======== Extracted data

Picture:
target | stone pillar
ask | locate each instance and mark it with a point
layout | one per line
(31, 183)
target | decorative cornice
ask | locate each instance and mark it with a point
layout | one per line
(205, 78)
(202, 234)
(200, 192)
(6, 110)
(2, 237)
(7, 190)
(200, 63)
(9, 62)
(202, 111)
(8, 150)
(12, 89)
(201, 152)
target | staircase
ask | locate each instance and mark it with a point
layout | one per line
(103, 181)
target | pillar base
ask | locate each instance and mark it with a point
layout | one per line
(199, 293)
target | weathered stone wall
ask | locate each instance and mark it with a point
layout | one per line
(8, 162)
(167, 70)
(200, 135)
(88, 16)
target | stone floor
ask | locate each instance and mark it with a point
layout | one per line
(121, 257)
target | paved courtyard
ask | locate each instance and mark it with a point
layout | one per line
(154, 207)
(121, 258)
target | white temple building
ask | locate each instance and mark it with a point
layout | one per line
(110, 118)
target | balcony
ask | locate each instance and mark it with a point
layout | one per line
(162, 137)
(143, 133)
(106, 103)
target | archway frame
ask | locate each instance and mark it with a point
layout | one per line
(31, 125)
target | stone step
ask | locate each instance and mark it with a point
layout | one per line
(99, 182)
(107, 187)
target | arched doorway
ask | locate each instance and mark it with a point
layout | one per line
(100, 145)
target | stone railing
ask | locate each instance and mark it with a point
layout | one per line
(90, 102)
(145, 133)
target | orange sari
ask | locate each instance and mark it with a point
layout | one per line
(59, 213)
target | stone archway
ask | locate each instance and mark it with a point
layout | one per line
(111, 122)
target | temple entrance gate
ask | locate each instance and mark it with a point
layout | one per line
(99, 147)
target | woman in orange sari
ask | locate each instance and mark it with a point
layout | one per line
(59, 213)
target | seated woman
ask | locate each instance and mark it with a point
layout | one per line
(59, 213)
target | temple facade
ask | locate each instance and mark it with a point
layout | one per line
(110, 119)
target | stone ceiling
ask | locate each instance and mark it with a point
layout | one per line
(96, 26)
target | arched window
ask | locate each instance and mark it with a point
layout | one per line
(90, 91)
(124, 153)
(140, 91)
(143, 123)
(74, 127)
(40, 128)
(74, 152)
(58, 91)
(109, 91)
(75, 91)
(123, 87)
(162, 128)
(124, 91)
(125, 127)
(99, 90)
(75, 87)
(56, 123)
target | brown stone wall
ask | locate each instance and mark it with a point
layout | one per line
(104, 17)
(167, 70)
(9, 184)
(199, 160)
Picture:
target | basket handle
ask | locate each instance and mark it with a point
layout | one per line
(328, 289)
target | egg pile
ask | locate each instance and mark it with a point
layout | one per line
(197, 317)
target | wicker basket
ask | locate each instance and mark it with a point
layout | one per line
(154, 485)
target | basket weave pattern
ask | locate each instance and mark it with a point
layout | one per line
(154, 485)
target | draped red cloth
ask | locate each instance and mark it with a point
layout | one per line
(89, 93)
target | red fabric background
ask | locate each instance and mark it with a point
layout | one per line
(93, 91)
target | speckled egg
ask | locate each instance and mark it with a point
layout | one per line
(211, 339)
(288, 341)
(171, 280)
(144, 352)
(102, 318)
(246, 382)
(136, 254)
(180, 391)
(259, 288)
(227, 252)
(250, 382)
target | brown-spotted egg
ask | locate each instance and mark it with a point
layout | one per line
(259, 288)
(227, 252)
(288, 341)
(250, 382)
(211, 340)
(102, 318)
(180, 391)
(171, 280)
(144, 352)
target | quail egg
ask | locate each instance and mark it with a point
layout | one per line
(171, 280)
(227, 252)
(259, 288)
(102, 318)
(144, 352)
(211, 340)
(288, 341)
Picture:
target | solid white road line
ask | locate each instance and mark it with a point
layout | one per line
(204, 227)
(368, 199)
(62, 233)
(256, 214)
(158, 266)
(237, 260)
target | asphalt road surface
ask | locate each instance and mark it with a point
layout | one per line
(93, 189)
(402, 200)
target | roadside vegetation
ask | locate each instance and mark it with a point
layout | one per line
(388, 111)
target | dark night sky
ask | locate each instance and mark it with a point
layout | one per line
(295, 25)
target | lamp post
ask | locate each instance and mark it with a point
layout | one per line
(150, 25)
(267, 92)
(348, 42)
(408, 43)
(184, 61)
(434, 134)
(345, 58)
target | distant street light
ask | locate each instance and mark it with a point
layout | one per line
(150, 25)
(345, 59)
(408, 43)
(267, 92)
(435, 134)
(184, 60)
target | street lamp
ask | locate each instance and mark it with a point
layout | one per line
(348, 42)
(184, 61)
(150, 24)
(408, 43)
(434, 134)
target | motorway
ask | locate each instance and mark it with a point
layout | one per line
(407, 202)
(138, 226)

================

**Request**
Put the records above into a two-column CSV with the header text,answer and one row per record. Place each record's text and its answer in separate quoted fields, with line breaks turned into spaces.

**Final result**
text,answer
"Picture: target | stone pillar ask | locate each instance and mark it with a point layout | one per line","(31, 183)"
"target | decorative cornice ask | locate each instance and mark it with a point layout | one per line","(205, 78) (202, 234) (200, 192) (6, 110) (2, 237) (7, 190) (200, 63) (9, 62) (202, 111) (8, 150) (12, 89) (201, 152)"
"target | staircase ask | locate each instance and mark it with a point layout | one per line","(103, 181)"
"target | pillar base ask | locate each instance and mark it with a point layout | one per line","(199, 293)"
"target | weathered stone wall ask | locate each instance and mark it with a point layout | one per line","(8, 162) (167, 70) (200, 135) (88, 16)"
"target | stone floor ask | locate each instance and mark it with a point layout | one per line","(121, 257)"
"target | paved courtyard ask | locate each instance and mark it with a point layout | one per line","(154, 207) (121, 258)"
"target | white temple building ask | locate each instance and mark it with a point layout | one per line","(110, 118)"
"target | balcony ask | locate each instance and mark it with a point layout | one per line","(162, 137) (143, 133) (106, 103)"
"target | archway frame ask | locate each instance and mark it with a point layout | one per line","(31, 125)"
"target | stone step ask | locate each instance and mark it with a point layout | one per line","(99, 182) (107, 187)"
"target | arched doorway ask | locate each instance and mark it with a point layout | one per line","(100, 145)"
"target | stone railing ask | locate each instance and mark it with a point layout | one per line","(90, 102) (145, 133)"
"target | orange sari ask | locate each instance and mark it with a point layout | one per line","(59, 213)"
"target | stone archway ask | locate each instance and mark it with a point layout | one per line","(111, 122)"
"target | temple entrance gate ask | locate each instance and mark it with a point layout | one per line","(99, 147)"
"target | woman in orange sari ask | locate each instance and mark it with a point layout | one per line","(59, 213)"
"target | seated woman ask | locate each instance and mark it with a point layout | one per line","(59, 213)"
"target | temple facade ask | locate each instance and mark it with a point layout | one per line","(110, 119)"
"target | stone ceiling ask | locate each instance and mark it with a point layout | one per line","(96, 26)"
"target | arched window ask | locate each instance and mark it with a point layout | one per line","(90, 91) (124, 153) (140, 91) (143, 123) (74, 127) (40, 128) (74, 152) (58, 91) (109, 91) (75, 91) (123, 87) (162, 128) (124, 91) (125, 127) (99, 90) (75, 87) (56, 123)"
"target | brown stone wall ask | locate each instance and mark it with a point layout | one per line","(104, 17) (167, 70) (9, 184) (199, 160)"
"Picture: target | basket handle ask | locate each instance and mark it with a point layout | one per line","(328, 289)"
"target | egg pile ask | locate each instance and mark it with a point layout | one per line","(197, 317)"
"target | wicker basket ask | locate each instance and mark it with a point layout | one per line","(154, 485)"
"target | basket weave pattern ask | locate each instance and mark it with a point layout | one per line","(154, 485)"
"target | draped red cloth ask | locate each instance and mark it with a point layout | one per line","(89, 93)"
"target | red fabric background ask | locate each instance and mark it with a point layout | one per line","(93, 91)"
"target | speckled egg ask | locate each instance and mark it with a point layout | one per line","(211, 339) (288, 341) (171, 280) (144, 352) (102, 318) (246, 382) (136, 254) (180, 391) (259, 288) (227, 252) (250, 382)"
"target | brown-spotted egg ask | locate each instance and mark it with a point layout | one per line","(259, 288) (227, 252) (288, 341) (250, 382) (211, 340) (102, 318) (180, 391) (171, 280) (144, 352)"
"target | quail egg ask | locate each instance and mark it with a point layout | one per line","(171, 280) (227, 252) (259, 288) (102, 318) (144, 352) (211, 340) (288, 341)"
"Picture: target | solid white road line ask | locate each instance and mark it with a point layout | one per line","(204, 227) (368, 199) (62, 233) (256, 214) (158, 266) (237, 260)"
"target | asphalt road surface ask | locate each instance and mark it with a point layout | one per line","(93, 189) (402, 200)"
"target | roadside vegetation ask | locate each instance and mark it with a point layout | one per line","(388, 111)"
"target | dark night sky ask | locate each instance and mark it with a point layout | one per line","(295, 25)"
"target | lamp post ask | locate each instance and mark it with a point layout | one per line","(150, 25) (267, 92) (348, 42) (408, 43) (184, 61) (434, 134) (345, 58)"
"target | distant street light ask | locate each instance and mark it with a point layout | one per line","(150, 25) (345, 59) (408, 43) (267, 92) (435, 134) (184, 60)"
"target | street lamp ask | locate each instance and mark it with a point layout | one per line","(348, 42) (184, 61) (150, 24) (408, 43) (434, 134)"
"target | motorway ask | locate each instance and mark it with a point layout | one per line","(407, 202) (138, 226)"